_How to complete this task_: Copy the data from its first line through the line containing "box: [14, 66, 32, 159]", swapping "positive clicks" for "included points" and keeping everything else unchanged.

Source data:
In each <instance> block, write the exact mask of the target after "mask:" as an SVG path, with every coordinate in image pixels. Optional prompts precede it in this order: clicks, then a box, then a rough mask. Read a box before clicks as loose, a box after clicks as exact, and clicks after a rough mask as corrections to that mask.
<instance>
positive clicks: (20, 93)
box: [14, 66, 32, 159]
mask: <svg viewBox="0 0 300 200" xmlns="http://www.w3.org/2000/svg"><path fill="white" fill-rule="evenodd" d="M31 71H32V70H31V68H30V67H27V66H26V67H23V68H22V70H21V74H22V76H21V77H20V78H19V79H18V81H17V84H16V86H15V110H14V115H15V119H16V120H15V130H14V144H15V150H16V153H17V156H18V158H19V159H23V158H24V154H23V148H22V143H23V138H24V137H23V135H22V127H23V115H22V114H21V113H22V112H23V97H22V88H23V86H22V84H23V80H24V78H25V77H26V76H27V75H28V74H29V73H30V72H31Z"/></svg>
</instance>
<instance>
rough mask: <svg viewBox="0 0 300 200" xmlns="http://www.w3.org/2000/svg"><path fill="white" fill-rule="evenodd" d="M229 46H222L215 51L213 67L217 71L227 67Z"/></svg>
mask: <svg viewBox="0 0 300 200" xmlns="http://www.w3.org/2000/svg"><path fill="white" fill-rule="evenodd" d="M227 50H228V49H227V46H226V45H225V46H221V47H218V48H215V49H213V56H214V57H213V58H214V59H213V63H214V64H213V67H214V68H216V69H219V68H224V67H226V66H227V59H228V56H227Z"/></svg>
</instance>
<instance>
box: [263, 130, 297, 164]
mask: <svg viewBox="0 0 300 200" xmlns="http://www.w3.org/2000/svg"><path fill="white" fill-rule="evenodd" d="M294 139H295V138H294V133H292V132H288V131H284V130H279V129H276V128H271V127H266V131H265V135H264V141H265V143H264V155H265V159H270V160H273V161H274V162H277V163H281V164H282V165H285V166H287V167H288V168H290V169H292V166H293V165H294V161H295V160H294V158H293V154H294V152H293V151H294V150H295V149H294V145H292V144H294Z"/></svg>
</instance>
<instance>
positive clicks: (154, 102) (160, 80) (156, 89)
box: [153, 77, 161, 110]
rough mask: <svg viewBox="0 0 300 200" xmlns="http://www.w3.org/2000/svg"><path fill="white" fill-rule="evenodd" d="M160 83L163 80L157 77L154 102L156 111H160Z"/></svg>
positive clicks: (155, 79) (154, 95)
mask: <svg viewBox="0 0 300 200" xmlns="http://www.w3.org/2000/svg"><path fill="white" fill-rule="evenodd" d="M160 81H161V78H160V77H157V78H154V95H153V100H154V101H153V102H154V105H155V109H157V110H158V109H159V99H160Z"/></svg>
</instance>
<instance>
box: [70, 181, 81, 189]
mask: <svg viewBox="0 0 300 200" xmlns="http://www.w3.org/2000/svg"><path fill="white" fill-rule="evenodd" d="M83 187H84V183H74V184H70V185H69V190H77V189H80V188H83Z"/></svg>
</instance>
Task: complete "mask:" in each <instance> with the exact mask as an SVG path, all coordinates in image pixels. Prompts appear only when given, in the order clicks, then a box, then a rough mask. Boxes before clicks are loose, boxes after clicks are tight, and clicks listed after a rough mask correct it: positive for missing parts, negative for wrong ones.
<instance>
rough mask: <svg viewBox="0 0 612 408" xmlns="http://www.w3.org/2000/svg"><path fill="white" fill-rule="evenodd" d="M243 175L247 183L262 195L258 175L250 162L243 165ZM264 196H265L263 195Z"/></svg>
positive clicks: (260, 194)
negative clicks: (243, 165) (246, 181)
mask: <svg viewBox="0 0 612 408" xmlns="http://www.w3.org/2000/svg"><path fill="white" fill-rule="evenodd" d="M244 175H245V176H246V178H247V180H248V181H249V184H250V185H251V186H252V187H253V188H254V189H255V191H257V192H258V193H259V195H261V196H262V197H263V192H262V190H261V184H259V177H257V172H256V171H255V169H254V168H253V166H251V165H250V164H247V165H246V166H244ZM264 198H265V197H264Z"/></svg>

_Worked solution_:
In each <instance> block, write the exact mask of the target after "mask:" as an SVG path, with every coordinate in image pixels. Optional prompts precede it in this order: clicks, then a box, then a rough mask. Read a box before clicks as loose, a box after clicks as exact, and clicks after a rough mask as corrections to that mask.
<instance>
included points: (20, 93)
box: [14, 66, 32, 159]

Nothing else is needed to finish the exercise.